*Goal of the exercise*
Every entry needs to be reproduced exactly.

*Data*
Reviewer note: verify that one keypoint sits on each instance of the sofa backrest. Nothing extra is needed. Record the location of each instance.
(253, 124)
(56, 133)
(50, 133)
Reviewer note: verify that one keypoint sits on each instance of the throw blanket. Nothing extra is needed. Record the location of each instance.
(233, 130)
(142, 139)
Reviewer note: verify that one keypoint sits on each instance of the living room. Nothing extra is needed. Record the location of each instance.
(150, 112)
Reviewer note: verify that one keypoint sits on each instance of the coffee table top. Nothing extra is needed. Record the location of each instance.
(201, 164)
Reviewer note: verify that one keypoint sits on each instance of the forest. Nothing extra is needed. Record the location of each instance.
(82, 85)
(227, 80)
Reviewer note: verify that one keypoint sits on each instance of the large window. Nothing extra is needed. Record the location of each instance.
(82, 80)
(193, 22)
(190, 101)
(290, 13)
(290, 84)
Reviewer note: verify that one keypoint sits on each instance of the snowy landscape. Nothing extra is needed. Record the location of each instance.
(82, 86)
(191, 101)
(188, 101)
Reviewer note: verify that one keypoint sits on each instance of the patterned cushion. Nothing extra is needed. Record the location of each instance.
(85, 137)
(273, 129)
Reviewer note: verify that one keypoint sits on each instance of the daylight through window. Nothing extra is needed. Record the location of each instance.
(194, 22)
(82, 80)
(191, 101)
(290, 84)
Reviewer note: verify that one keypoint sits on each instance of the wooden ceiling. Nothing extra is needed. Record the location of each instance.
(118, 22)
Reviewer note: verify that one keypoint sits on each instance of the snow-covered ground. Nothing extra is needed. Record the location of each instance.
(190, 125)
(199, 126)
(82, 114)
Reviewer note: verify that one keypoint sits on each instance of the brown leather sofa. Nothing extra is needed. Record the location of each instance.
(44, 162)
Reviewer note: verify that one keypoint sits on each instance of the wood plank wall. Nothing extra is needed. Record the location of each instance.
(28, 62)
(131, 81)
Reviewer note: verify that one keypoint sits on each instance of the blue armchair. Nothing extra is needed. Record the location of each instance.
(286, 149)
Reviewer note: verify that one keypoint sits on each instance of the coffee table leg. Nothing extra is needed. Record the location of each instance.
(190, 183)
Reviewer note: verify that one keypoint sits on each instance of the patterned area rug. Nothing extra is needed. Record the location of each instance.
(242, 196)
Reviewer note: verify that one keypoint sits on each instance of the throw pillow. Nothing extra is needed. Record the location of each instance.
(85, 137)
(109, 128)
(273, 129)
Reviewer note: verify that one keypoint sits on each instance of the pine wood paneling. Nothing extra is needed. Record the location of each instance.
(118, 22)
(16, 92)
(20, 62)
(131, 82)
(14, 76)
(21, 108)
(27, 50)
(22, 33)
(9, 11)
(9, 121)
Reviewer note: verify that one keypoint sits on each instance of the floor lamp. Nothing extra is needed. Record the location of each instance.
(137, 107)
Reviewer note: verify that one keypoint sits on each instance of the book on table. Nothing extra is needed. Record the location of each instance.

*Answer space*
Reviewer note: verify that one keypoint sits on each instance of the sofa backrest. Nothing extra is needed. Record the location of each instance.
(253, 124)
(56, 133)
(50, 133)
Reviewer note: verify that one keypoint sits on each instance of the throw blanket. Nothing extra is needed. Record the location of each instance.
(233, 130)
(142, 139)
Reviewer note: verify that one keypoint sits on each instance of the living room. Nothing extra is needed. Record the location of each instance.
(150, 112)
Reviewer note: verify that one keypoint sits on each instance of the coffee table top. Nothing extra is needed. Record the location of each instance.
(201, 164)
Reviewer note: verify that one keypoint sits on each instance of the forest. Nothing extra is needed. Record the location of each instance.
(82, 85)
(227, 80)
Reviewer note: verify that one keypoint sits on each instance of the large window. Nothing extra is needed. Record the location of each instance.
(82, 80)
(193, 22)
(190, 101)
(290, 13)
(290, 84)
Reviewer note: verify that one keypoint sits on each instance of the snowy landscape. Nothing extra is needed. Record the location of each instance.
(82, 86)
(191, 101)
(188, 101)
Reviewer note: verify that one keypoint sits on each instance of the patterned cushion. Nothing extra is needed. Record the location of each instance.
(85, 137)
(273, 129)
Reviewer note: verify that one keypoint sits on each instance of the daylight through window. Nothing extra is needed. Record the location of each instance.
(194, 22)
(82, 80)
(191, 101)
(290, 84)
Reviewer note: verify that one keypoint sits on each instance of the wooden ceiling. Nothing extra is needed. Record the location of each instance.
(118, 22)
Reviewer note: verify that one keypoint sits on each instance of the snow-covered ground. Nothing extra is needed. Record the location of each instance.
(190, 125)
(199, 126)
(82, 114)
Reviewer note: verify that one keypoint sits on each instance of the brown leather sofa. Nothing extra is needed. Record the location of each instance.
(44, 162)
Reviewer note: verify that one keypoint sits on each instance of the wood plank wall. Nothing extra is needed. Record the location of each instance.
(28, 62)
(131, 81)
Reviewer note: verify that one keypoint sits on each instance of the blue armchair. Nothing extra is needed. Record the location of each instance.
(286, 149)
Reviewer note: verify that one keypoint sits on each instance of the coffee table leg. Nothing extra is needed. Record the location of each instance.
(190, 183)
Reviewer note: verify that one keypoint sits on each instance of the patterned area rug. Nothing extra is needed. Record the location of each instance.
(242, 196)
Reviewer note: verify that one keypoint sits on each instance of the throw pillow. Nothing extra is needed. Record the location of each instance.
(85, 137)
(109, 128)
(273, 129)
Reviewer note: verify that one keypoint sits on each instance of the pine wood paneling. Nothing extra is needed. Record the location of each instance.
(118, 22)
(16, 92)
(20, 62)
(131, 82)
(14, 76)
(21, 108)
(27, 50)
(22, 33)
(9, 11)
(9, 121)
Reviewer note: verify that one keypoint sits on each instance of the floor lamp. Nothing extra is needed. Record the location of each instance.
(137, 107)
Reviewer note: verify that one keypoint sits on each instance of the book on table. Nothing extra is needed. Record the location of each instance.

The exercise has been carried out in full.